::: DATASET

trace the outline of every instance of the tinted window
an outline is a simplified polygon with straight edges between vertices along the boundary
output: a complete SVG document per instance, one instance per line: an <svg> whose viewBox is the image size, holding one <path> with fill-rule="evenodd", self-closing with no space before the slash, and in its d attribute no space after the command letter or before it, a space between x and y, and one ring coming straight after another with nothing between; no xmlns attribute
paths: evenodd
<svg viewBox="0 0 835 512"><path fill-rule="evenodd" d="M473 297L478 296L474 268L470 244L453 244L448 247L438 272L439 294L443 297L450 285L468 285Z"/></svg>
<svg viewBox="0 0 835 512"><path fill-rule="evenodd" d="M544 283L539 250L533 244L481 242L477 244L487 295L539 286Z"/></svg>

::::::

GOAL OF THE EXERCISE: Reproduce every line of the items above word for word.

RIGHT ANSWER:
trace the outline of every instance of the tinted window
an outline is a simplified polygon with straight edges between vertices along the boundary
output: a complete SVG document per instance, one instance per line: an <svg> whose viewBox is the image size, holding one <path> with fill-rule="evenodd", self-closing with no space before the slash, and in its d attribute no space after the command letter or before it, a space between x and y, and one ring coming straight after another with nothing between; no xmlns attribute
paths: evenodd
<svg viewBox="0 0 835 512"><path fill-rule="evenodd" d="M473 297L478 296L474 268L470 244L453 244L448 247L438 272L439 294L443 297L450 285L468 285Z"/></svg>
<svg viewBox="0 0 835 512"><path fill-rule="evenodd" d="M544 283L539 250L533 244L481 242L477 244L487 295L539 286Z"/></svg>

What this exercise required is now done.